§ **Given instruction**: Find the line containing "Note to the class: identify the shrub", then return it and every line after it through the end of the records, exactly. Leave out pictures.

▽

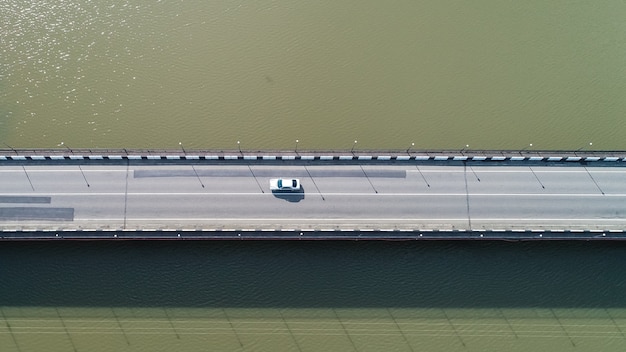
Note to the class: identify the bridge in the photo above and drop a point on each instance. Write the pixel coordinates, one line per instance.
(344, 196)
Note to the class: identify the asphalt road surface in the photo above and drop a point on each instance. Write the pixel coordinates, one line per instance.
(333, 197)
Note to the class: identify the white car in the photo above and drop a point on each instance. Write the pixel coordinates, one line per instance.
(284, 184)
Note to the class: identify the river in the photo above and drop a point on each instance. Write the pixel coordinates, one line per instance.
(484, 74)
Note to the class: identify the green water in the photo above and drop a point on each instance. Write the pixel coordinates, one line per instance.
(313, 296)
(440, 74)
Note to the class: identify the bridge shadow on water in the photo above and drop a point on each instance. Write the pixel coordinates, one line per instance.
(313, 274)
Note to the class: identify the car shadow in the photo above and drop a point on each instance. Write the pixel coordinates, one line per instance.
(290, 196)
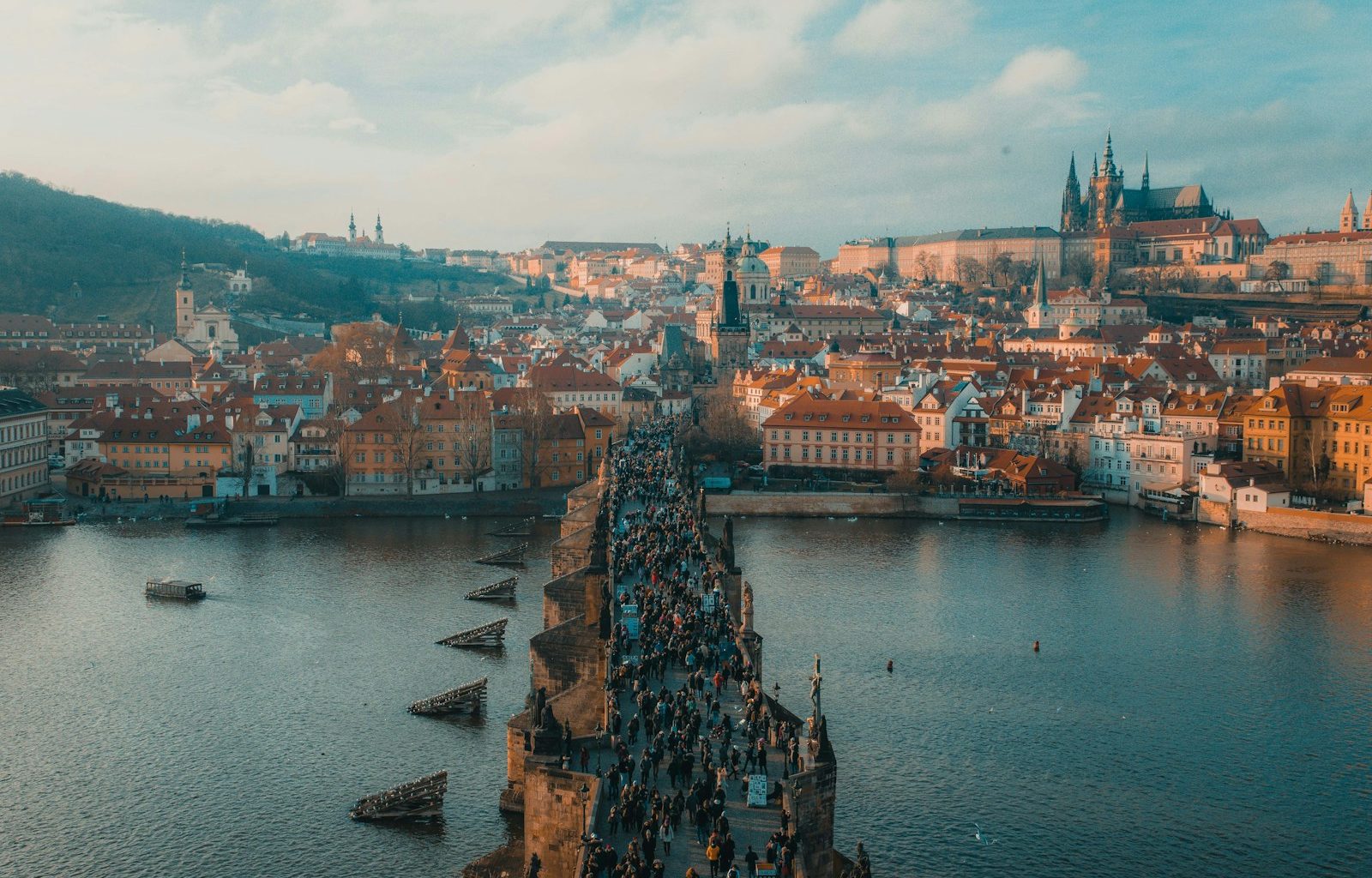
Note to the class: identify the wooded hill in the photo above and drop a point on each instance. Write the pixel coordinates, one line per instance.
(75, 257)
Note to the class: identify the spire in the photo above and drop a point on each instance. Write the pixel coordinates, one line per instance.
(1349, 219)
(185, 274)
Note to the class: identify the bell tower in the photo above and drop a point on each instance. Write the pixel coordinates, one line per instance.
(184, 304)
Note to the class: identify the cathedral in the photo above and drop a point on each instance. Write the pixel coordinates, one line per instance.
(1108, 203)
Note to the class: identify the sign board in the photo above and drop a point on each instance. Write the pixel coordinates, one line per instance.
(758, 792)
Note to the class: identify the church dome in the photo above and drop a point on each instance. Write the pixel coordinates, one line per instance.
(752, 265)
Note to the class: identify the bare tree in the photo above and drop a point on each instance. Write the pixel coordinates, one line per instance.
(1276, 271)
(360, 352)
(405, 430)
(534, 415)
(345, 442)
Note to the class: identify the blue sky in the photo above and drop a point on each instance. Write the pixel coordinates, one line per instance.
(502, 123)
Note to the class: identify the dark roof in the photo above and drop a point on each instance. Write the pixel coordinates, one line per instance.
(971, 235)
(17, 402)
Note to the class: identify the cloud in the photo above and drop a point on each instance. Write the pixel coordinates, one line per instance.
(302, 105)
(1040, 70)
(895, 27)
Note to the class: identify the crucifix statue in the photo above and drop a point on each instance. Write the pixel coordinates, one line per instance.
(815, 679)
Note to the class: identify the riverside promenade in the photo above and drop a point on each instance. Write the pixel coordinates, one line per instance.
(647, 713)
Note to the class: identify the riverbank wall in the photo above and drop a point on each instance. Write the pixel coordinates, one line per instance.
(1330, 527)
(822, 505)
(521, 502)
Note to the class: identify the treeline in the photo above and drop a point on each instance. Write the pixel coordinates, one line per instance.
(123, 257)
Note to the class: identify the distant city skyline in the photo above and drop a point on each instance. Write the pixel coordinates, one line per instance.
(479, 125)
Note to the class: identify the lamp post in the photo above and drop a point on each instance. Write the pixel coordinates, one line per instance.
(587, 795)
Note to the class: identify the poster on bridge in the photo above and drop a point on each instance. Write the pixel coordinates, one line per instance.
(758, 791)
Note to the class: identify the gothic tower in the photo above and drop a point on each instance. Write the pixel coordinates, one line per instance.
(1349, 219)
(729, 342)
(1072, 199)
(184, 304)
(1106, 189)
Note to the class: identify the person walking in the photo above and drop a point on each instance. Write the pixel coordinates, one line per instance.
(713, 855)
(665, 836)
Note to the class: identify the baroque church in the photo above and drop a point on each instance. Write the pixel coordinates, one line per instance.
(1108, 203)
(725, 327)
(203, 329)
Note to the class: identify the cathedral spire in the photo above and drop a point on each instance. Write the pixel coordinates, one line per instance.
(1072, 198)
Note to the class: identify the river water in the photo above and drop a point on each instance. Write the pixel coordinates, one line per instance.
(1200, 704)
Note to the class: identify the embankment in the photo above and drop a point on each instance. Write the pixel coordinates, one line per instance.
(822, 505)
(1321, 526)
(523, 502)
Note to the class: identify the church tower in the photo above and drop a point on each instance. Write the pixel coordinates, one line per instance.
(729, 342)
(1349, 219)
(184, 304)
(1106, 189)
(1039, 315)
(1072, 199)
(754, 278)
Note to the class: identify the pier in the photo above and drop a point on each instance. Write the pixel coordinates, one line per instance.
(466, 699)
(418, 800)
(502, 590)
(647, 703)
(507, 557)
(490, 635)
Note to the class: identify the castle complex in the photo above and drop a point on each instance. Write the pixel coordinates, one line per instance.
(1108, 203)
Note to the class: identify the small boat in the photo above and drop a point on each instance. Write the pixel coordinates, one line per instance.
(512, 557)
(175, 589)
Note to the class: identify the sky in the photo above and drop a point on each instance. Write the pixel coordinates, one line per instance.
(500, 123)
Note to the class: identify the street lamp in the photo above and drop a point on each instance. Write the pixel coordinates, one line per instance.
(587, 795)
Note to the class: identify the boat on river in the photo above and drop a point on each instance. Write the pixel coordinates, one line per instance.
(178, 589)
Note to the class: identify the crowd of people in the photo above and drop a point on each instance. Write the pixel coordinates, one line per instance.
(674, 660)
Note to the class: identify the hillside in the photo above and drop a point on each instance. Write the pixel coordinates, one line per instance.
(125, 260)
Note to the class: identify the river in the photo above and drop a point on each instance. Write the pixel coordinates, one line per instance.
(1200, 703)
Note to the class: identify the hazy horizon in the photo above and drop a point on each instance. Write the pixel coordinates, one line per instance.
(477, 125)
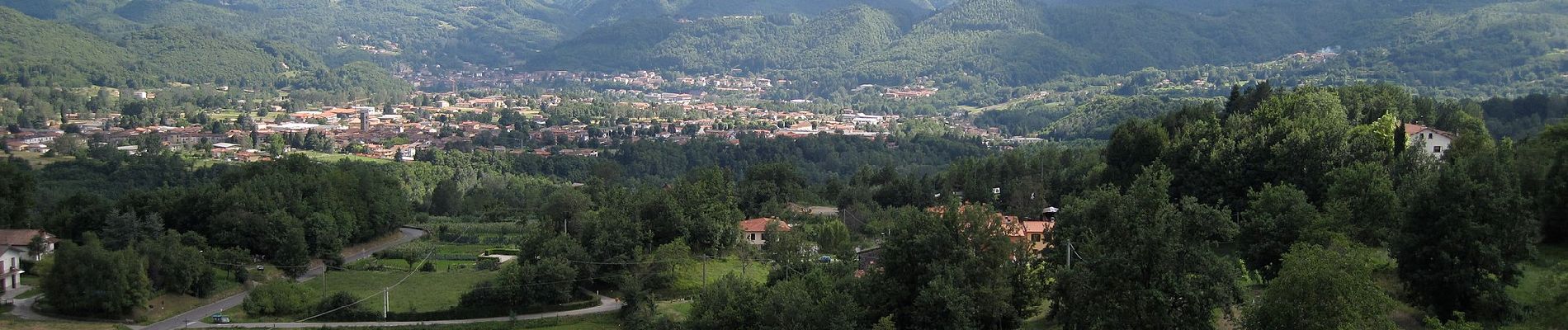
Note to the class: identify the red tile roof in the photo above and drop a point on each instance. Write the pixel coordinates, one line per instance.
(21, 237)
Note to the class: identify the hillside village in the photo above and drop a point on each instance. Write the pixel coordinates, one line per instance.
(399, 132)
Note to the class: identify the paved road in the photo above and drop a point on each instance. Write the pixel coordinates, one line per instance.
(190, 318)
(606, 305)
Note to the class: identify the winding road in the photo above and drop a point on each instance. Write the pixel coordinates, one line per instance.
(195, 316)
(606, 305)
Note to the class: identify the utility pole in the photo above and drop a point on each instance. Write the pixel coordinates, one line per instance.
(386, 302)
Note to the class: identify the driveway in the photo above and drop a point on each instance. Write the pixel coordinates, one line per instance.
(606, 305)
(190, 318)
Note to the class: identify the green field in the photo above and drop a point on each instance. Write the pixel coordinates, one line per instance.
(676, 310)
(689, 280)
(441, 265)
(38, 160)
(339, 157)
(423, 291)
(168, 305)
(1529, 290)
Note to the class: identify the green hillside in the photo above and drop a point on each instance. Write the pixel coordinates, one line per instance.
(31, 52)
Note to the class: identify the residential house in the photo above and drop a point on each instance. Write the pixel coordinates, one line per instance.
(1435, 141)
(24, 238)
(10, 266)
(753, 230)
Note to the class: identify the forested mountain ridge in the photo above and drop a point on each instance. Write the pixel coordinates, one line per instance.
(878, 41)
(50, 54)
(31, 47)
(1026, 41)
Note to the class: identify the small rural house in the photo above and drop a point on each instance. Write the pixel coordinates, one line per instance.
(752, 230)
(10, 266)
(24, 238)
(1437, 141)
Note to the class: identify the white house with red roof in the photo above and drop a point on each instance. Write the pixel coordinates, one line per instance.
(1435, 141)
(753, 230)
(12, 266)
(22, 238)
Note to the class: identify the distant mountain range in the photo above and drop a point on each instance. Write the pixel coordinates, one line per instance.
(876, 41)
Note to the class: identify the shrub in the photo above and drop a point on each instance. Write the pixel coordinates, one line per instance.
(278, 299)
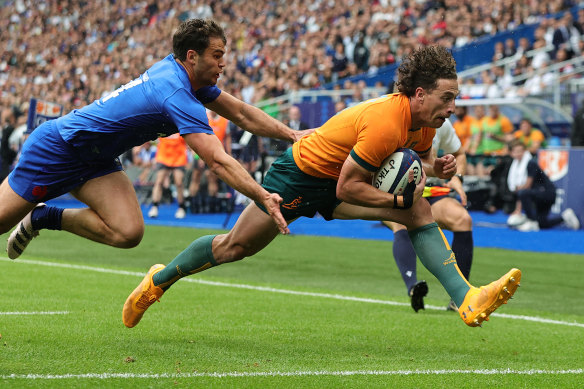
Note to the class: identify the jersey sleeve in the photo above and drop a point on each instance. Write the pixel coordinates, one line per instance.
(376, 139)
(188, 114)
(207, 94)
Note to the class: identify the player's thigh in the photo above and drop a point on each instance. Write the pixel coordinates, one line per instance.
(178, 174)
(451, 215)
(418, 215)
(161, 174)
(113, 198)
(12, 207)
(395, 227)
(253, 231)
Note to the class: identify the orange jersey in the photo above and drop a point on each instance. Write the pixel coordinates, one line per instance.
(370, 131)
(463, 129)
(172, 151)
(219, 126)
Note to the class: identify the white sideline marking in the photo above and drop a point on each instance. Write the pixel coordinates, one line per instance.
(286, 291)
(105, 376)
(36, 313)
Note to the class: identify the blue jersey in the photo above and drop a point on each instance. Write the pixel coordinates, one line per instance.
(159, 103)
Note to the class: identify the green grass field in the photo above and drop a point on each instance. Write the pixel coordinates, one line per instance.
(310, 312)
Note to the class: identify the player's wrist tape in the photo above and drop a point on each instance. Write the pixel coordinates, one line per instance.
(408, 197)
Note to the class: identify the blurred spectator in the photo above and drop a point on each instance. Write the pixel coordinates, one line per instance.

△

§ **Result of this task**:
Note to the class: identify the shrub in the photo above and drop a point on each instance. Write the pixel coordinates, one line per instance.
(278, 299)
Note to the class: identify the jersey sleeve in the photo above and drop a point on each instance. Write the pixel coordinates, one line per instance.
(376, 139)
(188, 114)
(207, 94)
Note to the class: identify the player's thigh in the photo above and drop a point on each instance. Write the pixel coordinates, one line per instance.
(178, 174)
(451, 215)
(418, 215)
(161, 174)
(113, 198)
(12, 207)
(395, 227)
(253, 231)
Note to the class: identify the orange jersey in the photo above and drop a point on each instance. Write the pixel coordinates, one line per instance.
(370, 131)
(463, 129)
(172, 151)
(219, 126)
Note to the class: identify the white sideline marking in the photo above and drop a point on each instance. Write the pixel coordinates, one line per instance.
(286, 291)
(105, 376)
(36, 313)
Note to the class: identify the blue jersey in the photo above and drop a point on each instance. Write the pixel coordinates, one line per instance.
(159, 103)
Note to the class: identify the green grass field in the photo above and drop a point on each instance. Write the pixel coordinates, one line per instance.
(310, 312)
Note to the class: identify the player's wrist tape in the photo above and drop a point on each instance. Write the pixel coordinates, one line per instance.
(408, 197)
Note to the class: identify the blurred spectator in the photo above and drop a point on each instance. Write the pixel coordinates, one line per instance.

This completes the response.